Written problem - Please count the lines in the material below that contain the word "dune" and give only that number.

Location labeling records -
════
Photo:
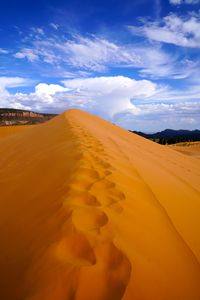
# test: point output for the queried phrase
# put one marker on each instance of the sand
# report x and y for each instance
(91, 211)
(188, 148)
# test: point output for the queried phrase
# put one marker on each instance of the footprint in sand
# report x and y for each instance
(74, 249)
(110, 275)
(89, 218)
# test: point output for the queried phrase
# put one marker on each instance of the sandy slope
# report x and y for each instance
(91, 211)
(188, 148)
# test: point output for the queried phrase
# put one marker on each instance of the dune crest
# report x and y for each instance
(91, 211)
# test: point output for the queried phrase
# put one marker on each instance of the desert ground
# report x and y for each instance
(89, 210)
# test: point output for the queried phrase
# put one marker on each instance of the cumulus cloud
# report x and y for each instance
(111, 95)
(134, 104)
(46, 91)
(3, 51)
(178, 2)
(30, 54)
(172, 29)
(12, 82)
(92, 54)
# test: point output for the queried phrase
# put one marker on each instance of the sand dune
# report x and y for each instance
(91, 211)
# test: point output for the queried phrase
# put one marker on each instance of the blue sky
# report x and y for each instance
(135, 63)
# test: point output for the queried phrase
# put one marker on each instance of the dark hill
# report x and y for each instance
(12, 116)
(170, 136)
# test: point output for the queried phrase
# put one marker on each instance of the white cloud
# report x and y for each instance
(12, 82)
(54, 26)
(178, 2)
(99, 55)
(172, 30)
(111, 95)
(134, 104)
(29, 54)
(3, 51)
(46, 91)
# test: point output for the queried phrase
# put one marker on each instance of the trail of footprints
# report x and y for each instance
(85, 243)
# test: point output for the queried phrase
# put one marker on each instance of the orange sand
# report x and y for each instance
(188, 148)
(89, 211)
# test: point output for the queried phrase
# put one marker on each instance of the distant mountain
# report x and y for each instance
(170, 136)
(12, 116)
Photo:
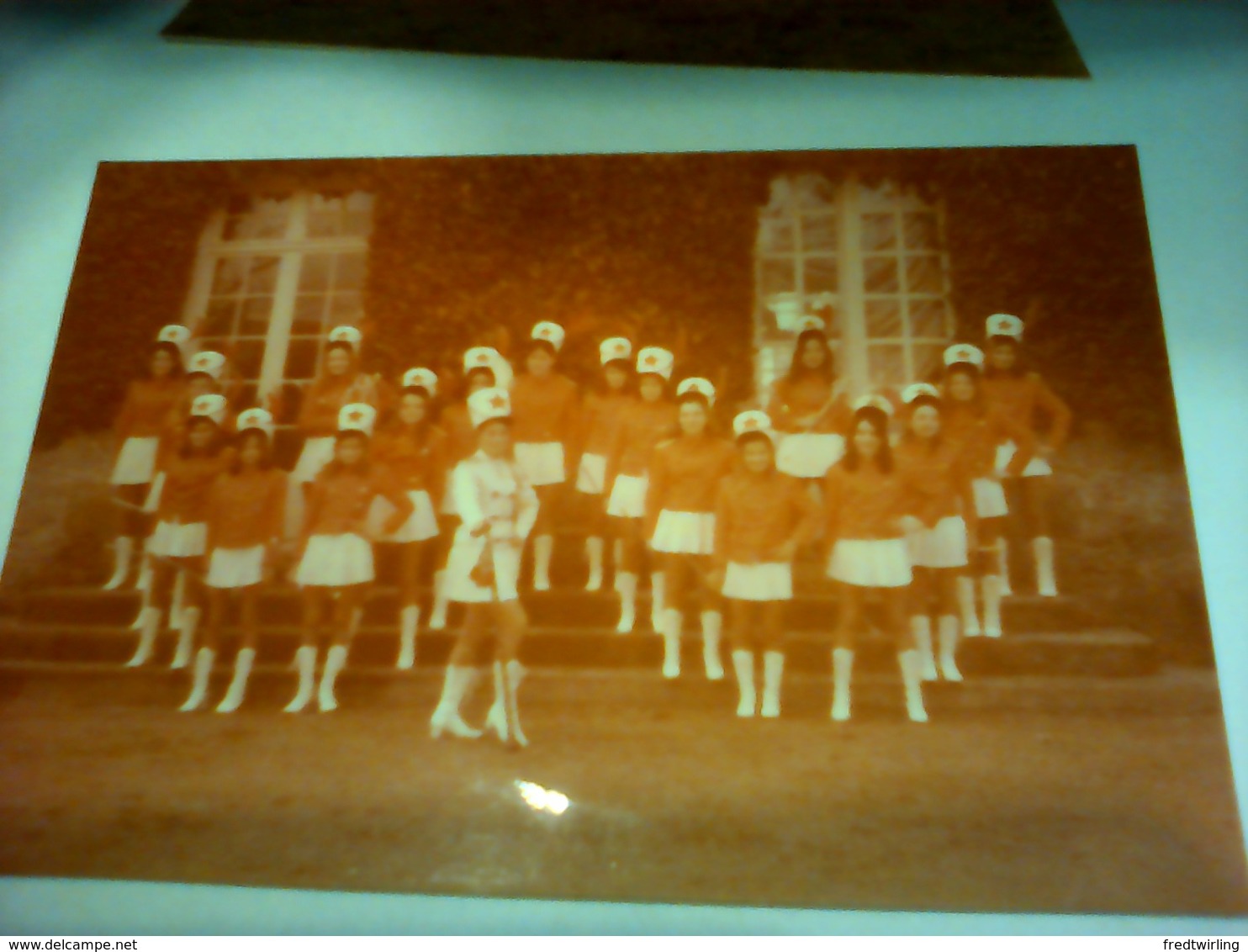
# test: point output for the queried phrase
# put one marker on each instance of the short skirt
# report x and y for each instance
(178, 541)
(943, 547)
(628, 497)
(236, 568)
(809, 456)
(336, 560)
(136, 462)
(317, 451)
(990, 498)
(1036, 466)
(592, 474)
(870, 563)
(541, 462)
(684, 533)
(763, 582)
(420, 524)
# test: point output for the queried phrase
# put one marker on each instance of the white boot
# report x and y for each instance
(333, 663)
(186, 637)
(204, 660)
(149, 627)
(948, 634)
(595, 553)
(966, 606)
(992, 585)
(670, 628)
(912, 678)
(123, 554)
(304, 663)
(543, 546)
(503, 717)
(658, 606)
(245, 659)
(438, 616)
(773, 671)
(713, 627)
(921, 626)
(626, 584)
(409, 621)
(743, 663)
(843, 670)
(446, 717)
(1042, 552)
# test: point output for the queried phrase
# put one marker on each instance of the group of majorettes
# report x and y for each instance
(902, 497)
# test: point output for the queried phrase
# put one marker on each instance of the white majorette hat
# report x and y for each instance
(209, 362)
(696, 384)
(548, 331)
(614, 348)
(875, 400)
(256, 418)
(487, 405)
(964, 353)
(358, 417)
(655, 360)
(918, 389)
(346, 335)
(211, 405)
(753, 422)
(1003, 325)
(420, 377)
(174, 335)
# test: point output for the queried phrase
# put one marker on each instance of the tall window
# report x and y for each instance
(271, 278)
(870, 262)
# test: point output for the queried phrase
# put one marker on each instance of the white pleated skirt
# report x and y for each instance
(763, 582)
(943, 547)
(684, 533)
(628, 497)
(809, 456)
(177, 541)
(990, 498)
(420, 524)
(870, 563)
(136, 462)
(542, 462)
(317, 451)
(464, 553)
(236, 568)
(592, 474)
(336, 560)
(1036, 466)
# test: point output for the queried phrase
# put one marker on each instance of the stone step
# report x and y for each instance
(1087, 652)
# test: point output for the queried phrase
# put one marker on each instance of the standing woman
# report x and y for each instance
(1018, 394)
(643, 425)
(865, 503)
(484, 367)
(497, 510)
(761, 516)
(546, 408)
(337, 559)
(139, 428)
(809, 408)
(178, 542)
(246, 514)
(415, 452)
(603, 412)
(977, 431)
(680, 521)
(341, 382)
(941, 505)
════
Response below - 2